Joyce Carol
Oates’ short story Where Are You Going,
Where Have You Been?, like many of the other short stories we have read, is
about a young girl transitioning into a woman. However unlike some of the other
stories, Oates’ story of transition into womanhood is much darker and is
painful for the reader to read and experience.
The story
starts with a general discretion of the daily life of Connie, a fifteen year
old girl exploring her sexuality as a woman. Connie hates her life at home
where “[she] wishes her mother was dead and she herself was dead and it was all
over.” In order to escape the prison of her home, she frequently goes out with
her friend to the movies and a drive in restaurant, where they meet up with
boys. The story draws a clear distinction between Connie’s life at home and
away from home.
“Everything about her had two
sides to it, one for home and one for anywhere that was not home: her walk,
which could be childlike and bobbing, or languid enough to make anyone think
she was hearing music in her head; her mouth, which was pale and smirking most
of the time, but bright and pink on these evenings out; her laugh, which was
cynical and drawling at home . . but high-pitched and nervous anywhere else . .
§ §
[What is asked]
Carry on the essay about the Oates short story from the point where the text stops. The rows come from a different source than the essay.
§ §
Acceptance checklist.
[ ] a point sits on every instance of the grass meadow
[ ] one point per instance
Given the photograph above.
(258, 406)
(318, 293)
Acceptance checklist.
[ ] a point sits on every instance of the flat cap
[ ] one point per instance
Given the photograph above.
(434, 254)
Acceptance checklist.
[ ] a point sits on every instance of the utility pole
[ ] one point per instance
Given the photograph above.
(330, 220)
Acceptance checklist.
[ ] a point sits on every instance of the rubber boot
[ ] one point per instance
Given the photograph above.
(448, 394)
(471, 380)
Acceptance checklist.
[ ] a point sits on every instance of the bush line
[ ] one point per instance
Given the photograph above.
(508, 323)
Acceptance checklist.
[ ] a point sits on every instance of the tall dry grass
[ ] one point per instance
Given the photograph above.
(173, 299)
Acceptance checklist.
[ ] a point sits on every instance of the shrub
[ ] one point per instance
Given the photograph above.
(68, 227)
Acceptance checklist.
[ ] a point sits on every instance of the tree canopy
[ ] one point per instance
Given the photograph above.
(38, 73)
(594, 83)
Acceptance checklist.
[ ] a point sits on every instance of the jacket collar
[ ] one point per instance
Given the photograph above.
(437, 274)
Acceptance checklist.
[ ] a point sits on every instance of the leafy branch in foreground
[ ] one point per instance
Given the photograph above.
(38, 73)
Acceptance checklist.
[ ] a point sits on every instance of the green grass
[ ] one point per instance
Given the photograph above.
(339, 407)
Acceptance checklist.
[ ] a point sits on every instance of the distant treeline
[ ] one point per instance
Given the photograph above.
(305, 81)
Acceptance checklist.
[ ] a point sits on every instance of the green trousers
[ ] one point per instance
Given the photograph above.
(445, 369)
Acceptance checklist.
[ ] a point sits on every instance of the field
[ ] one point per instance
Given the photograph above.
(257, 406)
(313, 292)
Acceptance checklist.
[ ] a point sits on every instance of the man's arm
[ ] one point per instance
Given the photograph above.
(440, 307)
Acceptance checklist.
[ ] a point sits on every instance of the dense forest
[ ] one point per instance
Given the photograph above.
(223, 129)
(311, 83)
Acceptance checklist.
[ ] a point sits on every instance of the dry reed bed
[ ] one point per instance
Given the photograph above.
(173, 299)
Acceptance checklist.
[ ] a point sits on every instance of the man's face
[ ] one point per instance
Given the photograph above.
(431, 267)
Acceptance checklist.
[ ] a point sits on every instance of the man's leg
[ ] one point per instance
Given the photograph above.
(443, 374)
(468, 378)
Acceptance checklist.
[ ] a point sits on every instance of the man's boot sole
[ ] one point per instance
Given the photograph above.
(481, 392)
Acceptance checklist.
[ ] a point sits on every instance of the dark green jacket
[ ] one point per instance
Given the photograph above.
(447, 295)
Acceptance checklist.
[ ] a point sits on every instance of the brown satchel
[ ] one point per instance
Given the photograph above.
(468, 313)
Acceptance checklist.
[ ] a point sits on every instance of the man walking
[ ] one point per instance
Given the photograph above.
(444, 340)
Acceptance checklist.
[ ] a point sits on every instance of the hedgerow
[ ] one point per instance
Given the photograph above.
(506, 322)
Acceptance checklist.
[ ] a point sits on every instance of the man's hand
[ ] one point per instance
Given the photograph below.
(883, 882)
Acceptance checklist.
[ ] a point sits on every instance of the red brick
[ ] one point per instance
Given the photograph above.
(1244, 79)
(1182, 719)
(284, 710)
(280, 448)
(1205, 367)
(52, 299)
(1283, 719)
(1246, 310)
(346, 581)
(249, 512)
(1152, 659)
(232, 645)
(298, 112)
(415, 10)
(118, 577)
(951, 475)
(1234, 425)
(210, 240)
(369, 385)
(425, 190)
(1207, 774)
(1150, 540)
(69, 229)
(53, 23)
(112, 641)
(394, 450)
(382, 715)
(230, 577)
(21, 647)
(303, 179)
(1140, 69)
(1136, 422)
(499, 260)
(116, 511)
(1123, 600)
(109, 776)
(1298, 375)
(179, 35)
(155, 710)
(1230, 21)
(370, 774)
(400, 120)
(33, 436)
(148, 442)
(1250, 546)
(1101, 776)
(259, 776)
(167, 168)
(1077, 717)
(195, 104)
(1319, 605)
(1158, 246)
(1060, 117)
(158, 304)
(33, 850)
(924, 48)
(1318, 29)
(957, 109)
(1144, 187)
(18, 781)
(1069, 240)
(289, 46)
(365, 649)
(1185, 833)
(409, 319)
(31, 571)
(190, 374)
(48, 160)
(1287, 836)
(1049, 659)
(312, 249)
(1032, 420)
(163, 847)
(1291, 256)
§ §
[Response to the exercise]
.”
Clearly Oates is depicting
Connie living a dual life. At home she is attempting to maintain her childhood
in front of her family and, outside of the house at the shopping plaza, she
experiments with her growing womanhood. However this balance cannot last and,
Connie’s childhood is shattered when her lifestyle outside her house comes home
with her.
One
Sunday when Connie’s family is away at a barbeque, Arnold Friend, a boy who she
saw while out, comes to her house to get her. From her first encounter with
Arnold, Connie realizes that there is something strange about him. Oates
depicts him as having shaggy hair, a style not popular with most boys, and
using expressions that went out of date the year before. His unusual appearance
and demeanor give the reader an uneasy feeling and seem to foreshadow a
traumatic event.
When
Arnold appears in the driveway, Connie goes to question him. She leans out the
halfway out the doorway, inquiring as to why he is here. The fact that Connie
is halfway in the house and halfway out of it indicates she is unsure of how to
act in the situation. Should she attempt to act as a woman, as she does while
she is out? Or should she maintain her identity as a child, as she does in her
home? In the end she just stays perched in the doorway, forcing Arnold Friend
to determine in which direction she falls to.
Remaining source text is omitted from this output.